Please output every line of the items from the one containing "Query: dome finial" through the end of the items, inclusive, as a JSON list of strings, one string per line, with blank lines left out.
--- Extracted information ---
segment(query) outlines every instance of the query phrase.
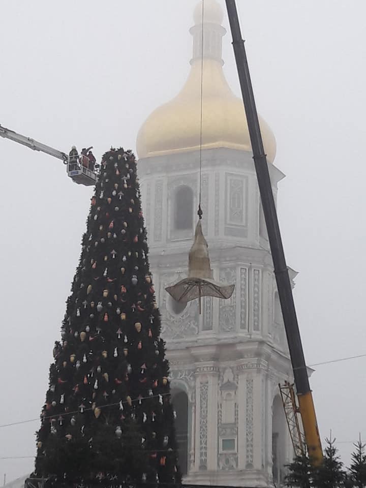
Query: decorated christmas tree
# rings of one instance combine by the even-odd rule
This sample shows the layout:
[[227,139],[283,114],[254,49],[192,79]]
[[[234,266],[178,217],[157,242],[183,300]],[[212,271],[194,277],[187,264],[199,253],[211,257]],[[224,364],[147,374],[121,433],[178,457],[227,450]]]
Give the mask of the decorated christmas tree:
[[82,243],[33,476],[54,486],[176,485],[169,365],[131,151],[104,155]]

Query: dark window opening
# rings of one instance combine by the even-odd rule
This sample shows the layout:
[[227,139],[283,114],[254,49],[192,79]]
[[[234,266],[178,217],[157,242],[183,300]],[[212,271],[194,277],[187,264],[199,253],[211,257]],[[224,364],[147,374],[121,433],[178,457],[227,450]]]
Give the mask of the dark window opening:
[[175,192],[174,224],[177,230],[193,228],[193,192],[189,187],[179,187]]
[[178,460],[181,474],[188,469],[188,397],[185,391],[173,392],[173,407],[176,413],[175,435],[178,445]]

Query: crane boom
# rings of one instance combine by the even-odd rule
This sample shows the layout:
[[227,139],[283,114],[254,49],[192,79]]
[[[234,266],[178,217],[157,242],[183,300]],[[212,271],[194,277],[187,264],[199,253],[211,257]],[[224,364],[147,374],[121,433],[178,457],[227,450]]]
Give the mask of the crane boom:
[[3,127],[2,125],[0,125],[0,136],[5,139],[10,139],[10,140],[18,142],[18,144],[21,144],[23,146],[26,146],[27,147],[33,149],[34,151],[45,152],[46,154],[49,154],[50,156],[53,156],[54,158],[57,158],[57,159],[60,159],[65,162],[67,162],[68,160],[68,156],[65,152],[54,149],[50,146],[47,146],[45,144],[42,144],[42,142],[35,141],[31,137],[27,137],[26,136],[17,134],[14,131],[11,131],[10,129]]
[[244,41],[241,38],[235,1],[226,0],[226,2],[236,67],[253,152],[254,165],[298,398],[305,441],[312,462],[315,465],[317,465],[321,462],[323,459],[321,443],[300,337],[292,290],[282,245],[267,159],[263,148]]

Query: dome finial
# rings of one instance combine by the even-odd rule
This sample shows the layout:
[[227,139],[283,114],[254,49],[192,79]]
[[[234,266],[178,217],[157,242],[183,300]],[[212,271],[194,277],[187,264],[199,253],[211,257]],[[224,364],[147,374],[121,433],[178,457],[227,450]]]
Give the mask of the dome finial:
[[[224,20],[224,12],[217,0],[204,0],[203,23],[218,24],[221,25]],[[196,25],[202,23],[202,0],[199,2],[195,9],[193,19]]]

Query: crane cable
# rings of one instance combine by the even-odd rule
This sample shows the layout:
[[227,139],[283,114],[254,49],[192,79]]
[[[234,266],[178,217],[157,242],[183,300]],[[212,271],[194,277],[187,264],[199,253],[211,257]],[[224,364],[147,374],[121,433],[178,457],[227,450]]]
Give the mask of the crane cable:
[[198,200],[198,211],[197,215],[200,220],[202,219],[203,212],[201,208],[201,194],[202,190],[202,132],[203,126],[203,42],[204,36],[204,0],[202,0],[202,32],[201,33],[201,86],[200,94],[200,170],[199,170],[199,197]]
---
The answer:
[
  "Query: dome finial",
  "# rings of one instance combine by the even-odd rule",
  "This sample shows the layout:",
  "[[227,139],[283,114],[254,49],[192,79]]",
  "[[[234,266],[178,217],[157,242],[183,300]],[[212,271],[194,277],[187,264],[199,253],[211,257]],[[224,364],[147,374],[121,433],[178,457],[227,450]]]",
  "Give the mask of the dome finial:",
  "[[[224,20],[224,12],[217,0],[204,0],[203,23],[218,24],[221,25]],[[196,25],[202,23],[202,0],[199,2],[195,9],[193,19]]]",
  "Query: crane cable",
  "# rings of one instance combine by the even-odd rule",
  "This sample shows the layout:",
  "[[227,139],[283,114],[254,49],[192,79]]",
  "[[[234,266],[178,217],[157,242],[183,300]],[[212,271],[194,277],[187,264],[199,253],[211,257]],[[224,364],[147,374],[121,433],[178,457],[227,450]]]",
  "Give the mask of the crane cable:",
  "[[198,200],[198,211],[197,215],[200,220],[202,219],[203,212],[201,208],[201,194],[202,190],[202,132],[203,126],[203,42],[204,36],[204,0],[202,0],[202,32],[201,33],[201,86],[200,94],[200,170],[199,170],[199,197]]"
]